+++ Data for the task

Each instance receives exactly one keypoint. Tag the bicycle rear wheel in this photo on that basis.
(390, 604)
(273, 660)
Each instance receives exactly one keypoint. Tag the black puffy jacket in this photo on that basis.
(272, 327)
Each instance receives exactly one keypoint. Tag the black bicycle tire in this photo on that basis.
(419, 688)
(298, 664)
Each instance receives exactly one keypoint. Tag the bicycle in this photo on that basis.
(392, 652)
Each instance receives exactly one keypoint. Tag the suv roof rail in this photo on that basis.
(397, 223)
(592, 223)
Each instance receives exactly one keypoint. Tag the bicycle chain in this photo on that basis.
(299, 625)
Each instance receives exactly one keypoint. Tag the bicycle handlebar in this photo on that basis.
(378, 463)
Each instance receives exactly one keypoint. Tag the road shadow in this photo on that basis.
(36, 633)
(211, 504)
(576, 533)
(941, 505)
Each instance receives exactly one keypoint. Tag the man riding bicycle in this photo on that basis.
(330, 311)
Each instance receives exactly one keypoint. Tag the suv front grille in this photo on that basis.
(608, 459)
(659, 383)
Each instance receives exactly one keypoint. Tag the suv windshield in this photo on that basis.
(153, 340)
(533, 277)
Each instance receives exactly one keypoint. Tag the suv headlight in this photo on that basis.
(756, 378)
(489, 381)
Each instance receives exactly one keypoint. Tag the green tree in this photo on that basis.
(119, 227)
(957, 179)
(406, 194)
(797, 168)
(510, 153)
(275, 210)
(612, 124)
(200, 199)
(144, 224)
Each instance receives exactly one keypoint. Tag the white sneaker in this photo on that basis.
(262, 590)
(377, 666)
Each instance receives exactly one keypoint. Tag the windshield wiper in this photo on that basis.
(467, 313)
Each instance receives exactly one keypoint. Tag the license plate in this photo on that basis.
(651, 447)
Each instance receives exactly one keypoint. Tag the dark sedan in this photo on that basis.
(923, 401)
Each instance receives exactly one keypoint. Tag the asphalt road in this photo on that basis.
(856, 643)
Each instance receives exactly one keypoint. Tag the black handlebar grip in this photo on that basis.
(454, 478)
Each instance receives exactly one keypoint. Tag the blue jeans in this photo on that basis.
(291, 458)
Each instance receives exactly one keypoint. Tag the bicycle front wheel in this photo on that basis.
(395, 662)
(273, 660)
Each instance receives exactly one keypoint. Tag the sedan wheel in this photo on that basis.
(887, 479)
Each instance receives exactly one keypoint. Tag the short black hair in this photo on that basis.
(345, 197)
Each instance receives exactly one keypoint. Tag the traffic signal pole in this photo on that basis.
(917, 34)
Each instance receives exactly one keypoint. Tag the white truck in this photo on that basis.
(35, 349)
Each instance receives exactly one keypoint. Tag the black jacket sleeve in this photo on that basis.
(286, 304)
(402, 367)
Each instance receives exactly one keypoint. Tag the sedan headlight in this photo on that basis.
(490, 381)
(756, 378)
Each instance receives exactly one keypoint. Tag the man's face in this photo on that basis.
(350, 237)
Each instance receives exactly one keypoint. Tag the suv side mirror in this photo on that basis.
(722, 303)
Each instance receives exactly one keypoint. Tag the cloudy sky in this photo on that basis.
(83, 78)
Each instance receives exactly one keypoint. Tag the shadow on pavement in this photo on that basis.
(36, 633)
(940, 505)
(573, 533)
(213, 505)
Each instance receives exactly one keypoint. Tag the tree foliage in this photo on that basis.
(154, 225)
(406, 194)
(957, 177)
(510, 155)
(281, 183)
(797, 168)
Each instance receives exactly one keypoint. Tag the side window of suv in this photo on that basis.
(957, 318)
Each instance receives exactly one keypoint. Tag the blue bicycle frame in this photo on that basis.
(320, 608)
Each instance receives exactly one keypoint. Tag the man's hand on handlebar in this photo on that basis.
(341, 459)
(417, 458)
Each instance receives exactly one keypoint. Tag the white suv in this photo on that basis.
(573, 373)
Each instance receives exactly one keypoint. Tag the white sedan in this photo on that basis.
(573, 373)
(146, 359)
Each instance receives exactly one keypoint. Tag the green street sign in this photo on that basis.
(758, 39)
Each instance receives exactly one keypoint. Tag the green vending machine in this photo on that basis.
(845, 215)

++++++

Assignment
From the first line to the last, copy the records without alteration.

Answer to this problem
Each instance receives exactly one keypoint. Tag the bicycle rear wheel in this photo on that basis.
(390, 604)
(273, 660)
Each instance receives exactly one keypoint. Tag the black puffy jacket in this photo on that basis.
(272, 327)
Each instance receives exactly one keypoint. Tag the black bicycle tire in this photo on that basis.
(419, 688)
(298, 664)
Each instance receives exactly one keypoint. Tag the bicycle in this photo on that basis.
(392, 652)
Each instance receives exactly one keypoint. Tag the suv roof rail in this photo on that basis.
(397, 223)
(592, 223)
Each instance receives exactly one keypoint. Tag the bicycle chain in this photo on that basis.
(299, 625)
Each instance receives exactly one keypoint. Tag the bicycle handlebar in this photo on that basis.
(378, 463)
Each instance receives exactly one keypoint. Tag the road shadow in this photo on that basis.
(36, 633)
(211, 504)
(576, 533)
(941, 505)
Each instance receives exactly one keypoint. Tag the man riding bicycle in this photo on that basis.
(330, 311)
Each instance receives exactly one keypoint. Tag the suv front grille in this photo on that basis.
(608, 459)
(659, 383)
Each instance receives exactly one keypoint. Tag the suv windshield in this photo on that basis.
(153, 340)
(533, 277)
Each instance receives exactly one keypoint. Tag the suv headlight in this photo on that basis.
(756, 378)
(489, 381)
Each instance receives exactly one keypoint. Tag the green tree in this photo on that basis.
(119, 227)
(957, 179)
(406, 194)
(797, 168)
(510, 153)
(275, 210)
(612, 124)
(200, 199)
(144, 224)
Each instance receives exactly one keypoint. Tag the white sneaker in this photo on that basis.
(262, 590)
(377, 666)
Each instance receives exactly one keypoint. Tag the windshield wiper in this photo on that basis.
(467, 313)
Each instance receives exactly one keypoint. Tag the license plate in this photo on that basis.
(651, 447)
Each instance receives exactly one keypoint. Tag the dark sedan in this photo on that basis.
(923, 401)
Each instance receives exactly one keypoint. Tag the asphalt road in this photo on that basis.
(856, 643)
Each instance receives exactly one keypoint. Tag the black handlebar grip in this photo on that basis.
(454, 478)
Each instance receives exactly one keypoint. Tag the blue jeans in this photo on that basis.
(291, 458)
Each instance receives exactly one keypoint. Tag the bicycle front wheel in this photo on that basis.
(395, 662)
(273, 660)
Each instance receives exactly one keypoint. Tag the sedan wheel in this photo on that basis.
(887, 479)
Each instance receives exactly one keypoint. Tag the short black hair in this photo on that basis.
(345, 197)
Each instance receives exactly one keypoint. Tag the traffic signal pole in this photo on that basis.
(917, 34)
Each instance receives exactly one keypoint. Tag the white truck in this photo on that basis.
(35, 349)
Each instance receives exactly one keypoint. Tag the black jacket sleeve in this photo on that basis.
(286, 304)
(402, 367)
Each instance receives exactly one keypoint. Tag the sedan headlight in this photo on that basis.
(490, 381)
(756, 378)
Each instance receives exactly one keypoint. Tag the man's face in this photo on that basis.
(350, 237)
Each instance receives exactly one keypoint. Tag the suv side mirror in this photo on that basis.
(722, 303)
Each instance receives exactly one keypoint. Tag the cloudy sky in this photo on that basis.
(83, 78)
Each instance receives exactly one keypoint. Tag the shadow on pavement in this photo on that basis.
(36, 633)
(940, 505)
(573, 533)
(213, 505)
Each instance receives exactly one keypoint. Tag the tree foliage in this photo on that basis.
(154, 225)
(406, 194)
(957, 177)
(510, 155)
(281, 183)
(797, 168)
Each instance receives exactly one keypoint. Tag the side window of suv in this photo on that basis.
(957, 318)
Each instance receives exactly one keypoint. Tag the blue bicycle frame in this photo on that basis.
(320, 608)
Each instance receives exactly one keypoint. Tag the man's hand on handlebar in this photo on that basis.
(341, 459)
(417, 458)
Each instance receives exactly one keypoint. Tag the white suv in this photo on that basis.
(573, 373)
Each instance receives exactly one keypoint. Tag the white sedan in this photo on that basis.
(573, 373)
(146, 359)
Each instance receives exactly one keypoint. Tag the green street sign in this photo on that basis.
(758, 39)
Each instance receives exactly one keypoint. Tag the green vending machine in this photo on that basis.
(845, 215)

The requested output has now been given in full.